(Region segmentation data)
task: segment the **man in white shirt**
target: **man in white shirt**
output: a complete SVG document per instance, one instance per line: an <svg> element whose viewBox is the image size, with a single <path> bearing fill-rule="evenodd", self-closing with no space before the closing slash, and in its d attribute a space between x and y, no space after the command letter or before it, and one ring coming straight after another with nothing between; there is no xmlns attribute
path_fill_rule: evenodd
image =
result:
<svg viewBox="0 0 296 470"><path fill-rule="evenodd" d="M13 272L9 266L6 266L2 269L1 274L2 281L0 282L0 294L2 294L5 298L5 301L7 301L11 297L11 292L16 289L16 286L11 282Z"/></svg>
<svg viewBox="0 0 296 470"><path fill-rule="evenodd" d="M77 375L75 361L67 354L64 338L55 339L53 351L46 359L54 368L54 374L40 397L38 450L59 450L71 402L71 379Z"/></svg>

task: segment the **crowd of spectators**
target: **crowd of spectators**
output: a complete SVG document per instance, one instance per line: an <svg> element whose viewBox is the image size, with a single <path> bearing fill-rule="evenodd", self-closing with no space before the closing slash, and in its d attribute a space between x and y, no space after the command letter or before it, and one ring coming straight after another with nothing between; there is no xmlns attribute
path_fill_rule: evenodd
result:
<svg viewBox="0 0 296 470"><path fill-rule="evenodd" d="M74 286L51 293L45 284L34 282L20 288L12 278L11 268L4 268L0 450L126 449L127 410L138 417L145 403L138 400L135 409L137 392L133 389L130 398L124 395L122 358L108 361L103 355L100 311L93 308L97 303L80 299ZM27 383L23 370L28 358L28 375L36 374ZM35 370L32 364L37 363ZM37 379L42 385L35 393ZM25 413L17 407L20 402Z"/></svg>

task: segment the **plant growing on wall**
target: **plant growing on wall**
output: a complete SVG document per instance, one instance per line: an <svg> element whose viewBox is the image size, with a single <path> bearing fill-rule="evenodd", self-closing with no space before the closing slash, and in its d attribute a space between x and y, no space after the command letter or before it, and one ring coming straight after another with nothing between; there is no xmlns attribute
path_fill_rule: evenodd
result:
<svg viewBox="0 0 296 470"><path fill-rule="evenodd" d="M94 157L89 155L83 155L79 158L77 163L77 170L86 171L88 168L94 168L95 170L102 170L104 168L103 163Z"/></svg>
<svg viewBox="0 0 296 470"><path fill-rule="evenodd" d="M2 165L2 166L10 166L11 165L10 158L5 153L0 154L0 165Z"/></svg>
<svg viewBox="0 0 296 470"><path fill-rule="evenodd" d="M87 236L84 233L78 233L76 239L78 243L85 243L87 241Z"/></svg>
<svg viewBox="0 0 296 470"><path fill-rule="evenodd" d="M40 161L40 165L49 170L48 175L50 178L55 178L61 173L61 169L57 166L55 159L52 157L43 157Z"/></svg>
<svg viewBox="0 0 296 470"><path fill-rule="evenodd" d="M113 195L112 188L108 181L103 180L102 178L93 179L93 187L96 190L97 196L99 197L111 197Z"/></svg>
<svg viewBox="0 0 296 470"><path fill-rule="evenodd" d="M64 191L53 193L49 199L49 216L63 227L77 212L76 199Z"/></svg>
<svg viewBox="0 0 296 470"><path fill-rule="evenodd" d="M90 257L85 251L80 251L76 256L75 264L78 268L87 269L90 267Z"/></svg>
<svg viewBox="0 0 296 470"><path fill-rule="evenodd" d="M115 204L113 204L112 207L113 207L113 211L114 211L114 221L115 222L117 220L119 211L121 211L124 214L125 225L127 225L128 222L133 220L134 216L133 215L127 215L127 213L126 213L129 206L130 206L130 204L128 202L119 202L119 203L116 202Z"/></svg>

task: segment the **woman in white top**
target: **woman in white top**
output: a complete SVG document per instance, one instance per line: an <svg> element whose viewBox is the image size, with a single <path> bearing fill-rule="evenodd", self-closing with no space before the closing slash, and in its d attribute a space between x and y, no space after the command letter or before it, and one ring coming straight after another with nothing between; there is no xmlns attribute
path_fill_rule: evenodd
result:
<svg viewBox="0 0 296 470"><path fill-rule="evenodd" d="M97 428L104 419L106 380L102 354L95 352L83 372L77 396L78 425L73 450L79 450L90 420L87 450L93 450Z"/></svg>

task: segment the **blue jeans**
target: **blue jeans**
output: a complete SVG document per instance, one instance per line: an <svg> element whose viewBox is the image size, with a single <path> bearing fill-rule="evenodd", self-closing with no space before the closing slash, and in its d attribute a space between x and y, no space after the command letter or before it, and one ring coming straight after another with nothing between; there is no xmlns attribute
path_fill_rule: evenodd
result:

> [Work to be completed] Rewrite all of the items above, swapping every "segment" for "outline" and leaving everything else unchanged.

> [Task answer]
task: outline the **man in white shirt**
target: **man in white shirt**
output: a complete SVG document per instance, one instance per line: an <svg> element whose viewBox is the image size, with a single <path> bearing fill-rule="evenodd", self-closing with no space before the closing slash, and in its d attribute a space between x and y, no space after the command letter or before it, and one ring coming straight after another with nothing between; there is no xmlns attribute
path_fill_rule: evenodd
image =
result:
<svg viewBox="0 0 296 470"><path fill-rule="evenodd" d="M13 272L9 266L6 266L2 269L1 274L2 281L0 282L0 294L2 294L5 298L5 301L7 301L11 297L11 292L16 289L16 286L11 282Z"/></svg>
<svg viewBox="0 0 296 470"><path fill-rule="evenodd" d="M77 375L75 361L67 354L64 338L55 339L53 351L46 359L54 368L54 374L40 397L38 450L59 450L71 402L71 379Z"/></svg>

task: outline the **crowd of spectators**
target: **crowd of spectators**
output: a complete SVG document per instance, one instance per line: an <svg> element whose viewBox is the image size, with a single <path> bearing fill-rule="evenodd", self-closing with no space before the closing slash, and in its d attribute a space between x and y, no space after the command letter or before it, and one ring coming straight after another with nothing between; there is no xmlns attribute
path_fill_rule: evenodd
result:
<svg viewBox="0 0 296 470"><path fill-rule="evenodd" d="M74 286L51 293L45 284L34 282L20 288L12 278L11 268L4 268L0 450L126 449L127 410L138 417L145 403L138 400L135 409L137 392L133 389L130 398L124 395L122 358L108 361L103 355L100 311L93 308L97 303L80 299ZM27 383L23 370L28 358L28 375L36 374ZM35 370L32 364L37 363ZM37 379L42 385L35 393ZM25 413L17 407L20 402Z"/></svg>

task: outline the **plant growing on wall**
target: **plant growing on wall**
output: a complete SVG document per instance, one instance per line: an <svg> element whose viewBox is the image size, with a single <path> bearing fill-rule="evenodd", self-closing with no space before the closing slash, and in its d attribute a space between x and y, no space after the command letter or before it, and one ring coming straight after another with nothing between; there is no xmlns attribute
path_fill_rule: evenodd
result:
<svg viewBox="0 0 296 470"><path fill-rule="evenodd" d="M94 157L89 155L83 155L79 158L77 163L77 170L86 171L88 168L94 168L95 170L102 170L104 168L103 163Z"/></svg>
<svg viewBox="0 0 296 470"><path fill-rule="evenodd" d="M2 165L2 166L10 166L11 165L10 158L5 153L0 154L0 165Z"/></svg>
<svg viewBox="0 0 296 470"><path fill-rule="evenodd" d="M87 236L84 233L78 233L76 239L78 243L85 243L87 241Z"/></svg>
<svg viewBox="0 0 296 470"><path fill-rule="evenodd" d="M40 161L40 165L49 170L48 175L50 178L55 178L61 173L61 169L57 166L55 159L52 157L43 157Z"/></svg>
<svg viewBox="0 0 296 470"><path fill-rule="evenodd" d="M113 195L112 188L108 181L103 180L102 178L93 179L93 187L96 190L97 196L99 197L111 197Z"/></svg>
<svg viewBox="0 0 296 470"><path fill-rule="evenodd" d="M64 191L53 193L49 199L49 216L63 227L77 212L76 199Z"/></svg>
<svg viewBox="0 0 296 470"><path fill-rule="evenodd" d="M90 257L85 251L80 251L76 256L75 264L78 268L87 269L90 267Z"/></svg>
<svg viewBox="0 0 296 470"><path fill-rule="evenodd" d="M115 204L113 204L112 207L113 207L113 211L114 211L114 221L115 222L117 220L119 211L121 211L124 214L125 225L127 225L128 222L133 220L134 216L133 215L127 215L127 213L126 213L129 206L130 206L130 204L128 202L119 202L119 203L116 202Z"/></svg>

task: outline the **woman in white top**
target: **woman in white top**
output: a complete SVG document per instance, one instance per line: an <svg> element whose viewBox is the image size, with a single <path> bearing fill-rule="evenodd", self-closing with no space before the closing slash, and in its d attribute a space between x and y, no space after the command letter or before it, and one ring coming straight after another with nothing between; there is no xmlns attribute
path_fill_rule: evenodd
result:
<svg viewBox="0 0 296 470"><path fill-rule="evenodd" d="M97 428L104 419L106 380L102 354L95 352L83 372L77 396L78 425L73 450L79 450L90 420L87 450L93 450Z"/></svg>

task: outline the **blue jeans**
target: **blue jeans**
output: a complete SVG document per instance, one instance per line: an <svg> element whose viewBox is the image size, with a single <path> bearing fill-rule="evenodd", self-closing with no space before the closing slash, and in its d attribute a space between x and y, no space after the command letter or before it, and one ring coming straight after another with nothing between; there is no xmlns attribute
path_fill_rule: evenodd
result:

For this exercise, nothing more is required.